Request: Report every line of the records that contains the string "Hello".

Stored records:
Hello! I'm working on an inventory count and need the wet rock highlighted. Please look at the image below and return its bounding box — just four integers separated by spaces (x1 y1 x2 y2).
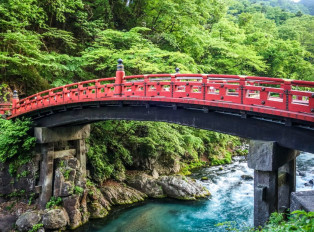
158 175 210 200
16 211 41 231
67 158 80 170
42 208 69 230
100 182 147 205
80 189 90 224
126 172 165 198
0 214 17 232
88 186 111 210
88 202 108 218
132 155 180 175
63 195 82 229
304 180 314 187
241 175 254 180
152 169 159 179
80 189 90 224
298 171 305 177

Exercise output:
Hello! I'm working on an inventory count and need the wet rock highlighted. Please look at the image below and return its bounding box — just four integers separated by spaces (x1 y1 x2 y2).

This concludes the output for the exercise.